Textauszug:
• • •

„Mich hat der Kampf eins gegen eins fasziniert“
Der Schauspieler und Regisseur Christof Seeger-Zurmühlen, geboren 1975, gehört zu den prägenden Figuren der Düsseldorfer Theaterszene. Er ist Mitgründer und Leiter des Asphalt-Festivals und leitet die Bürgerbühne am Schauspielhaus. Mit RP-Redakteur Arne Lieb sprach er über sein anderes Talent.
Herr Seeger-Zurmühlen, wir haben gelesen, Sie hätten sich ihr Studium als Ringer finanziert. Stimmt das?
CHRISTOF SEEGER-ZURMÜHLEN Ja. Im Grunde ist meine Mutter schuld. Sie hat mich im Ringerverein angemeldet. Ich bin in Tennenbronn, einem Dorf im Schwarzwald aufgewachsen. Da gab es sonst nur Fußball.
Wie alt waren Sie?
SEEGER-ZURMÜHLEN Mit fünf Jahren stand ich das erste Mal auf der Matte. Kurz danach habe ich Silber bei den Bezirksmeisterschaften gewonnen. Die Trainer haben mir gesagt, ich hätte Talent. Da bin ich dabei geblieben. Wie das so ist: Wenn Leute dir sowas sagen, fördern sie dich.
Was hat Sie am Ringen fasziniert?
SEEGER-ZURMÜHLEN Ich glaube, das war von Anfang an die räumliche Dimension. Man fliegt durch die Luft, fällt – und sieht die Welt ständig aus anderer Perspektive. Und es war natürlich auch der Kampf eins gegen eins, darum, wer der Stärkere ist.
Sie blieben als Jugendlicher dabei.
SEEGER-ZURMÜHLEN Ja. Ich habe zeitweise fünf bis sechs Mal die Woche trainiert. Ich habe an vielen deutschen Meisterschaften teilgenommen, mein größter Erfolg war ein zweiter Platz. Und mir wurde damals sogar signalisiert, dass ich Chancen auf Olympia habe.
Woran ist das gescheitert?
SEEGER-ZURMÜHLEN Am Ende war ich einen Tick zu faul. Außerdem kam das Theater dazu, nachdem ich bei einem Kurs in der 10. Klasse daran Interesse gefunden habe. Die viele Zeit in der Sporthalle ging mir auf die Nerven. Ich wollte nie Profi werden. Ich muss auch sagen, dass der Druck ungesund war.
Wie zeigte sich das?

• • •

Aufgabe 1: Schreiben Sie aus dem Interview den Abschnitt von „Was hat Sie“ bis „auf Olympia habe.“ wortgetreu ab.
Aufgabe 2: Entscheiden Sie für jede Aussage, ob sie mit dem Interview übereinstimmt, und belegen Sie Ihr Ja oder Nein mit den ausschlaggebenden Worten als wörtlichem Zitat: (a) Seeger-Zurmühlen ist in einem Dorf im Schwarzwald aufgewachsen. (b) Sein größter Erfolg bei deutschen Meisterschaften war ein erster Platz. (c) Er hatte vor, Profi zu werden.
Aufgabe 3: Führen Sie das Interview über das Ringen nach der letzten Frage fort.
Die Daten werden für die Bearbeitung nicht gebraucht.

• • •

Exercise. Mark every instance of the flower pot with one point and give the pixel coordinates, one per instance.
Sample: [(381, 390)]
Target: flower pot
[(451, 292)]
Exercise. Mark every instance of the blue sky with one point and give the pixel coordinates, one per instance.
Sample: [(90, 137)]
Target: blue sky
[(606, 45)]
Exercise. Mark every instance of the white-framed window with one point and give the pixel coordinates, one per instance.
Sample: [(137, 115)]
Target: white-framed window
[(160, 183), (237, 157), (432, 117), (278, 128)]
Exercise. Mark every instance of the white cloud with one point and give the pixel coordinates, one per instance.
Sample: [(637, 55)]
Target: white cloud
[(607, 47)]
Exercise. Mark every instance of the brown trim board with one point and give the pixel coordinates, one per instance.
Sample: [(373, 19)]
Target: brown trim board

• • •

Erwartete Antwort 1:
Was hat Sie am Ringen fasziniert?
SEEGER-ZURMÜHLEN Ich glaube, das war von Anfang an die räumliche Dimension. Man fliegt durch die Luft, fällt – und sieht die Welt ständig aus anderer Perspektive. Und es war natürlich auch der Kampf eins gegen eins, darum, wer der Stärkere ist.
Sie blieben als Jugendlicher dabei.
SEEGER-ZURMÜHLEN Ja. Ich habe zeitweise fünf bis sechs Mal die Woche trainiert. Ich habe an vielen deutschen Meisterschaften teilgenommen, mein größter Erfolg war ein zweiter Platz. Und mir wurde damals sogar signalisiert, dass ich Chancen auf Olympia habe.

Erwartete Antwort 2:
(a) Ja: „Ich bin in Tennenbronn, einem Dorf im Schwarzwald aufgewachsen.“
(b) Nein: „mein größter Erfolg war ein zweiter Platz“
(c) Nein: „Ich wollte nie Profi werden.“

Erwartete Antwort 3:
SEEGER-ZURMÜHLEN Wir sollten eine Gewichtsklasse tiefer antreten – das ist üblich im Kampfsport, weil man stärker ist. Bei mir hieß das, dass ich nur 57 Kilo wiegen dürfte, obwohl ich eigentlich in die höhere Klasse bis 63 Kilo gehörte. In den Tagen vor dem Kampf haben wir uns runtergehungert, teilweise acht Kilo in acht Tagen. Wir sind Fahrrad auf dem Hometrainer in der Sauna gefahren, um Flüssigkeit zu verlieren.
Das klingt ungesund.
SEEGER-ZURMÜHLEN Ja. Am Ende klappt das nur durch Flüssigkeitsverlust. Ich hatte ernsthaft Fata Morganas und musste mich zwingen, nicht Pfützen auszutrinken. Furchtbar. Man muss aber andererseits sagen, dass einen das wahnsinnig fokussiert macht. Im Kampf habe ich mir gesagt: Du hast nicht so viel abgenommen, um zu verlieren.
Womit haben Sie denn das Geld verdient?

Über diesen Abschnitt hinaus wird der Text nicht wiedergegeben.